* **Entries shown**
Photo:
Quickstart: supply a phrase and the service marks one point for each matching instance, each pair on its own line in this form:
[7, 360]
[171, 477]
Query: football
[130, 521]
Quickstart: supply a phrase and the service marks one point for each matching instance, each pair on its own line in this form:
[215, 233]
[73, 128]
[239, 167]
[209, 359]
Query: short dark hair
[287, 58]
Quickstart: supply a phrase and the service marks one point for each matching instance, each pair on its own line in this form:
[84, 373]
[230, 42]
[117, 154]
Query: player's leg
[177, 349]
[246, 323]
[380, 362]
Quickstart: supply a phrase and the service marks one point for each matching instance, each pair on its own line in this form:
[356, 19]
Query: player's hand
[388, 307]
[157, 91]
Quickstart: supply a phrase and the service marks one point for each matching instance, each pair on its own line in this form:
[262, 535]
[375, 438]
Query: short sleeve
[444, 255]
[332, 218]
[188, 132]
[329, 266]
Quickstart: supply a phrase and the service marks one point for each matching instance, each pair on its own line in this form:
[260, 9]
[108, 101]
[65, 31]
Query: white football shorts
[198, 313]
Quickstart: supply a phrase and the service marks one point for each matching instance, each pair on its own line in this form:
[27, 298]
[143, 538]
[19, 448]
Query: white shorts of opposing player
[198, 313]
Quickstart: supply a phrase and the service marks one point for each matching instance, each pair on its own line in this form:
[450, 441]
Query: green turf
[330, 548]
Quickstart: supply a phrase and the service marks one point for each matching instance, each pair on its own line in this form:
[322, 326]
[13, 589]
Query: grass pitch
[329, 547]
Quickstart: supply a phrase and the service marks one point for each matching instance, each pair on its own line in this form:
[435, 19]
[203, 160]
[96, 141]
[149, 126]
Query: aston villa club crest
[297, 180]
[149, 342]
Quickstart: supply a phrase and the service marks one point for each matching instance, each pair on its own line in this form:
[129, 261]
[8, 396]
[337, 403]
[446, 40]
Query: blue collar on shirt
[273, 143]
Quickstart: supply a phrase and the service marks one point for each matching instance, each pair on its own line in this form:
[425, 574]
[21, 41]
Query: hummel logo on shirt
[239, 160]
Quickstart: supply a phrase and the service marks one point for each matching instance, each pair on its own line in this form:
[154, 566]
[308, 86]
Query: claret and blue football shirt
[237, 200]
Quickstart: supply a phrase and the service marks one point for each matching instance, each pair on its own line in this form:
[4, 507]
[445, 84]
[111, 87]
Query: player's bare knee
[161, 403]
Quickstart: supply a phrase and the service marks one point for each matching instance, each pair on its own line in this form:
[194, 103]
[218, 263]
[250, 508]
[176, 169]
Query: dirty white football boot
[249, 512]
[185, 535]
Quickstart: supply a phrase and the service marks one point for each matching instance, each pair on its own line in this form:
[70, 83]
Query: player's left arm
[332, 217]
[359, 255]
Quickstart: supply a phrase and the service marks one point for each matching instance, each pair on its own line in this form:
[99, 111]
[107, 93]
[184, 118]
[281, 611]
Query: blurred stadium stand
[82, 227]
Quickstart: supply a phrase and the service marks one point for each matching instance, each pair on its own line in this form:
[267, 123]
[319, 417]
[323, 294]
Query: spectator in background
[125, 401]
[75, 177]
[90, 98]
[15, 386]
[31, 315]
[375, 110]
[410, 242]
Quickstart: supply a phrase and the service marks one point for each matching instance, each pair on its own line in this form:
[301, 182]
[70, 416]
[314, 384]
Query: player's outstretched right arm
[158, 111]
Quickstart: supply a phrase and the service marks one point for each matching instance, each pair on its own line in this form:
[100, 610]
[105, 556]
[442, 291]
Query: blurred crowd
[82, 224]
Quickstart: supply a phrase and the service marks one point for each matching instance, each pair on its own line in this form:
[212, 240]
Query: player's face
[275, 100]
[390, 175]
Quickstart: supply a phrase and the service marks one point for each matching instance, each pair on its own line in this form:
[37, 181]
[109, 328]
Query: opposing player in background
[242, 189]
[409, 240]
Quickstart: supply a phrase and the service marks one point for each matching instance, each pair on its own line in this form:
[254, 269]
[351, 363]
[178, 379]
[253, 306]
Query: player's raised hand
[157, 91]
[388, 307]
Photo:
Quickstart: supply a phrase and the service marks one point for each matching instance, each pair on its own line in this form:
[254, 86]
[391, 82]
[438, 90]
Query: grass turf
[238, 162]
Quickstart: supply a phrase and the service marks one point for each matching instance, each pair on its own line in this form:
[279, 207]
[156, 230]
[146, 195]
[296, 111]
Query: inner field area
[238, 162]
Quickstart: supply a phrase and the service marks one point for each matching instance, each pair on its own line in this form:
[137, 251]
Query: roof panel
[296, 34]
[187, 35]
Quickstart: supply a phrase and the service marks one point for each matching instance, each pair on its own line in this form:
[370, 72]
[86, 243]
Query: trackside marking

* **What needs to be done**
Reproduce the full listing exactly.

* **Completed task**
Photo:
Quickstart: supply a phrase and the service marks one point for each matching instance, each pair on its own line in this form:
[7, 360]
[171, 477]
Query: football
[130, 521]
Quickstart: supply a phrase and the service marks one point for each matching instance, each pair on its own line in this form:
[215, 233]
[73, 128]
[239, 167]
[209, 359]
Query: short dark hair
[287, 58]
Quickstart: supply a phrase and the service marks one point for each matching instance, each pair on its own line in this form:
[84, 373]
[230, 42]
[117, 154]
Query: player's leg
[177, 349]
[246, 323]
[380, 362]
Quickstart: supply a phrase and the service marks one point for each matching instance, each pair on its own line in this form:
[356, 19]
Query: player's hand
[388, 307]
[157, 91]
Quickstart: supply a phrase and the service marks one point for each matching instance, each pair on its own line in this form:
[262, 535]
[375, 438]
Query: short sleeve
[444, 255]
[332, 218]
[188, 132]
[329, 266]
Quickstart: supply a phrase and the service marks one point for each matching instance, each pair on its own line in this form:
[260, 9]
[108, 101]
[65, 31]
Query: white football shorts
[198, 313]
Quickstart: supply a phrase and the service marks one point for each matching instance, each pair on its own line in this form:
[27, 298]
[143, 538]
[19, 448]
Query: white shorts of opposing player
[198, 313]
Quickstart: supply a phrase and the service marks one point for each matching instance, each pair on its own line in this form:
[450, 441]
Query: green turf
[330, 548]
Quickstart: supply a phrase and the service marks one point for each matching instance, each pair on its own line in this form:
[322, 326]
[13, 589]
Query: grass pitch
[329, 547]
Quickstart: supply a phrase and the service marks one point for each matching instance, each pair on its own line in this form:
[435, 19]
[203, 160]
[96, 141]
[149, 126]
Query: aston villa club crest
[297, 180]
[149, 342]
Quickstart: supply a phrase and the service marks one point for each matching instance, each pair on its own line in this form:
[129, 261]
[8, 396]
[337, 403]
[446, 40]
Query: blue collar on shirt
[273, 143]
Quickstart: supply a phrase and the service marks one point for each matching instance, each pair on its own line in this form:
[425, 574]
[21, 41]
Query: hummel logo on shirt
[239, 160]
Quickstart: supply a phrase and the service marks one point for each matching instance, each pair on its own line in this form:
[154, 566]
[308, 86]
Query: claret and blue football shirt
[237, 200]
Quickstart: supply a phrase and the service marks one point for each matching instance, each pair on its own line in this form:
[4, 507]
[445, 84]
[111, 87]
Query: player's bare knee
[161, 403]
Quickstart: supply a phrase and the service marks one point for each matching instance, each pair on its own line in this form:
[194, 103]
[218, 263]
[250, 508]
[176, 169]
Query: dirty white football boot
[249, 512]
[185, 535]
Quickstart: supply a phrase and the service marks one point for each matching instance, each pair on its own line in this form:
[70, 83]
Query: player's left arm
[332, 217]
[359, 255]
Quickstart: supply a phrase and the service marks one point for each matching instance, each pair on its own line in this form:
[99, 111]
[107, 93]
[184, 118]
[281, 611]
Query: blurred stadium stand
[82, 227]
Quickstart: supply a phrase and the service marks one point for each matching instance, each pair on its own line in this form:
[267, 123]
[319, 417]
[323, 294]
Query: spectator in background
[125, 401]
[75, 177]
[90, 98]
[15, 386]
[31, 315]
[375, 110]
[410, 242]
Quickstart: supply a phrase and the service marks one point for each matching instance, each pair on its own line in this form:
[301, 182]
[70, 416]
[314, 384]
Query: player's outstretched right arm
[158, 111]
Quickstart: supply a phrase and the service marks one point for each matching instance, each pair on its own line in this form:
[100, 610]
[105, 556]
[442, 291]
Query: blurred crowd
[82, 224]
Quickstart: supply a phrase and the service marks one point for each matching instance, each pair on its own line in this form:
[212, 240]
Query: player's face
[275, 100]
[390, 175]
Quickstart: supply a phrase and the service marks one point for each matching instance, each pair on its own line in this form:
[37, 181]
[109, 328]
Query: opposing player in background
[242, 189]
[409, 240]
Quickstart: supply a phrase and the service marks one point for each matching instance, each pair on its own line in this form:
[254, 269]
[351, 363]
[178, 379]
[253, 306]
Query: player's raised hand
[157, 91]
[388, 307]
Photo:
Quickstart: supply a phrase and the service marks one point for each matching instance, each pair on its own line in this form:
[254, 86]
[391, 82]
[438, 90]
Query: grass turf
[238, 162]
Quickstart: supply a phrase and the service marks one point for each matching instance, each pair on its own line in this form:
[279, 207]
[156, 230]
[146, 195]
[296, 111]
Query: inner field area
[238, 162]
Quickstart: supply a phrase and the service marks one point for each matching instance, each pair on its own line in this form:
[137, 251]
Query: roof panel
[296, 34]
[187, 35]
Quickstart: supply a phrase and the service marks one point for each matching instance, each pair on its own line in this form:
[370, 72]
[86, 243]
Query: trackside marking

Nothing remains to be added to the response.